- _THE PROBLEM_: Look through the entries below and count the lines with the word "white" in them; give only the number.

- _DATA LISTING_:
++++

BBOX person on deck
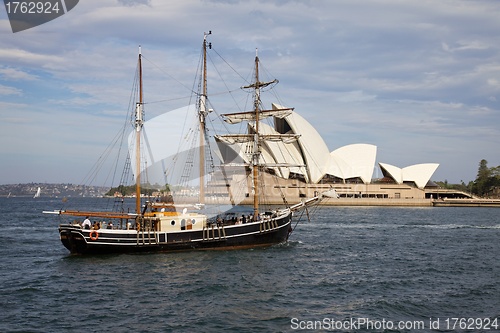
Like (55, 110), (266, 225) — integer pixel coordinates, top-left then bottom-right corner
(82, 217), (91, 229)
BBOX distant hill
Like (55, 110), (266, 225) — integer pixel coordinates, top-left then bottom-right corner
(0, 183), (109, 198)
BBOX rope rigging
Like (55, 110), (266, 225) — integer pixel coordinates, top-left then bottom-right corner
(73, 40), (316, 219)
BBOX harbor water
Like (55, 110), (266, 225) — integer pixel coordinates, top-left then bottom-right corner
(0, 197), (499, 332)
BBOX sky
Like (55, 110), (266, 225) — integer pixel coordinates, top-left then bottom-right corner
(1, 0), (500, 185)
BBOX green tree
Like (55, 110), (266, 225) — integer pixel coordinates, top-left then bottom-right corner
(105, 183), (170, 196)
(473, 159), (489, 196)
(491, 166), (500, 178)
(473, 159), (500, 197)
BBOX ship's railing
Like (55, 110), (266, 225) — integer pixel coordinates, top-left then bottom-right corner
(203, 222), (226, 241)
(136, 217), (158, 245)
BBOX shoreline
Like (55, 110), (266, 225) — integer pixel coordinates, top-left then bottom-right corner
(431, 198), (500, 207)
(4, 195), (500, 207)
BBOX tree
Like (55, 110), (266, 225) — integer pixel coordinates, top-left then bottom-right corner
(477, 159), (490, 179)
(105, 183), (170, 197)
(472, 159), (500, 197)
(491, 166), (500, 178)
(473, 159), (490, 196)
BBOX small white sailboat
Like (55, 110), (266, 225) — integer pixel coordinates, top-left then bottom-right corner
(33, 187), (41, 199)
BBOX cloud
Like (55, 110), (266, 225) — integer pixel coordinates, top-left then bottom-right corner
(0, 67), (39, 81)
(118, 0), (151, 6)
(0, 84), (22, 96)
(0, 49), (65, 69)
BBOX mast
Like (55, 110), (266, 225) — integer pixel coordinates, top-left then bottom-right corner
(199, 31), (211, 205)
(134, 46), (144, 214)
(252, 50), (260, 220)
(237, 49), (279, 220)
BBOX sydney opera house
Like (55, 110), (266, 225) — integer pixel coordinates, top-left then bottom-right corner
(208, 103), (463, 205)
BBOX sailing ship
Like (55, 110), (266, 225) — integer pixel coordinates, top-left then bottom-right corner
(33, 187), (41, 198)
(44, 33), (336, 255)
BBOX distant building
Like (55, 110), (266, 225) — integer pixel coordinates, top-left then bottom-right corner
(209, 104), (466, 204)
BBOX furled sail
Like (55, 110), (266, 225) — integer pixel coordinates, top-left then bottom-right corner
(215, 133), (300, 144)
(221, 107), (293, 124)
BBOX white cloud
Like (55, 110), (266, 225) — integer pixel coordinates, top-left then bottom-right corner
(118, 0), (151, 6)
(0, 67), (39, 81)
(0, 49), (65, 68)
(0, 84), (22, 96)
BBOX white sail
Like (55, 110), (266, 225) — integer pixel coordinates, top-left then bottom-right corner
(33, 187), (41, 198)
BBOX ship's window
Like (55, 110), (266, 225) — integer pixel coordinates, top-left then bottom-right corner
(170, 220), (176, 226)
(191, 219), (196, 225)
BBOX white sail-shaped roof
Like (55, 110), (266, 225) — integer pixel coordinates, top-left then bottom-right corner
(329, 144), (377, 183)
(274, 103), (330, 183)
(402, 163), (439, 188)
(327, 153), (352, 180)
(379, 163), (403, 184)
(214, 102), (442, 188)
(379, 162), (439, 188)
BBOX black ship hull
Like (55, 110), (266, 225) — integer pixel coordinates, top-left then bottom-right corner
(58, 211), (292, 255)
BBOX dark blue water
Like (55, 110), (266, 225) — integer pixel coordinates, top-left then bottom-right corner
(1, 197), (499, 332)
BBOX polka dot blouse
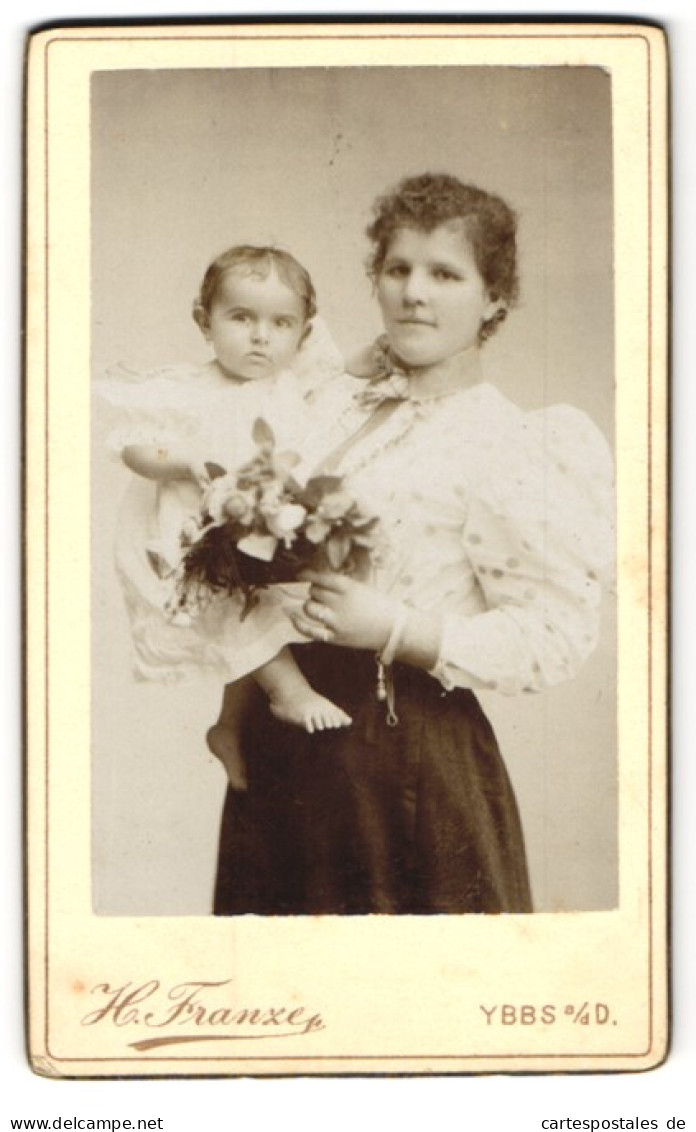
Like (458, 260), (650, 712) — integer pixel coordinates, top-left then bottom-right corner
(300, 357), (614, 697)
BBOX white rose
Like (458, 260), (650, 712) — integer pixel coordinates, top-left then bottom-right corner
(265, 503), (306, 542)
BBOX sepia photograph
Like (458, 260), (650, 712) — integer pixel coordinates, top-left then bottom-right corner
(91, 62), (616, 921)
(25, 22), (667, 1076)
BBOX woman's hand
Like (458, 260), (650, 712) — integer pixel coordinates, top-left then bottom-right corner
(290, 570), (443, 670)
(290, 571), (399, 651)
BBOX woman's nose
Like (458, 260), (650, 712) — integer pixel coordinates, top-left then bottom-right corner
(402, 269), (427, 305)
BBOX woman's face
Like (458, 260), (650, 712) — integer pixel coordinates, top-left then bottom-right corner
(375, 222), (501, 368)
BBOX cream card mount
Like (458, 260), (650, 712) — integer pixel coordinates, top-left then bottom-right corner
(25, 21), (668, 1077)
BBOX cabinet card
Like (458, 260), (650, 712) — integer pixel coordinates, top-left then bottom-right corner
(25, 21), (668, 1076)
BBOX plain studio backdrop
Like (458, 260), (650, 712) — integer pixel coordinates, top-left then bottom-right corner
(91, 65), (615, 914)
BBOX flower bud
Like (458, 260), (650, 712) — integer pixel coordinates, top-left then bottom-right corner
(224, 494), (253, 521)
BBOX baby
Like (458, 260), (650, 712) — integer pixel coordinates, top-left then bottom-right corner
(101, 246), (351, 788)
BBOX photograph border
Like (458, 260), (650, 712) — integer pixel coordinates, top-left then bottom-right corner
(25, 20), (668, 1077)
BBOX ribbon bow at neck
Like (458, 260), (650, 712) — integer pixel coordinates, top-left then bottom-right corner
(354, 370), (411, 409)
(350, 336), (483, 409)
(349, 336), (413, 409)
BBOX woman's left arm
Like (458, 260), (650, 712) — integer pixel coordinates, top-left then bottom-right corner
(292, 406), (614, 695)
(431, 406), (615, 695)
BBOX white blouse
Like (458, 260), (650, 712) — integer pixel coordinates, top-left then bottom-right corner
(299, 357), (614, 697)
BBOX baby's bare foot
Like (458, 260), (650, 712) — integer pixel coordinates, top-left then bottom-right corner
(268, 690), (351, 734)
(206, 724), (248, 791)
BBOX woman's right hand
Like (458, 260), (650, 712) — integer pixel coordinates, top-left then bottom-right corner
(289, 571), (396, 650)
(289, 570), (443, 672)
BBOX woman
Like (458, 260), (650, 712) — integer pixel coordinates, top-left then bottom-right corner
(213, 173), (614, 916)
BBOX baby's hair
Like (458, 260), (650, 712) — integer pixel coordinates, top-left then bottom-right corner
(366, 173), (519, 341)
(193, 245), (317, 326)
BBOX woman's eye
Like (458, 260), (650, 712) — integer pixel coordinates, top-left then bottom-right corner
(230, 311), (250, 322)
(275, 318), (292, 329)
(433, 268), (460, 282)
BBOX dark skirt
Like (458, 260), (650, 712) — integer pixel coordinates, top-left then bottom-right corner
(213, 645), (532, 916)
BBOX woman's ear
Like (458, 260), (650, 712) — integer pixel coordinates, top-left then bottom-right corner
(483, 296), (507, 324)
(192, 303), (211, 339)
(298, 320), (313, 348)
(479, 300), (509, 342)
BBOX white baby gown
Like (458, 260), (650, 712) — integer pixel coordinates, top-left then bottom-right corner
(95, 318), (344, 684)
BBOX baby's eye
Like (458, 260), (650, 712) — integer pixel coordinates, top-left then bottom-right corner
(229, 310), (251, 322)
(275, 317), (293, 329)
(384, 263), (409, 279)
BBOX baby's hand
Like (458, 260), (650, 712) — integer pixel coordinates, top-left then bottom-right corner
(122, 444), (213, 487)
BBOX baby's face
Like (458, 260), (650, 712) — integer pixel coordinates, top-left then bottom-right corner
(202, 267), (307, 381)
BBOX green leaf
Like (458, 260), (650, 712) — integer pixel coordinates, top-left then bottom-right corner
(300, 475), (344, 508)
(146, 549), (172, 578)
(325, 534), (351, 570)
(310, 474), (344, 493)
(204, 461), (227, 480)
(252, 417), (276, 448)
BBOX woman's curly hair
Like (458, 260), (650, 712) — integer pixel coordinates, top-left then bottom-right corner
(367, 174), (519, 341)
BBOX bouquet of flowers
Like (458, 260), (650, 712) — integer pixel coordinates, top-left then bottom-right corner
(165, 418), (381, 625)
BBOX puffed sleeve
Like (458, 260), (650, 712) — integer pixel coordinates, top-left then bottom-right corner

++++

- _ANSWER SECTION_: 7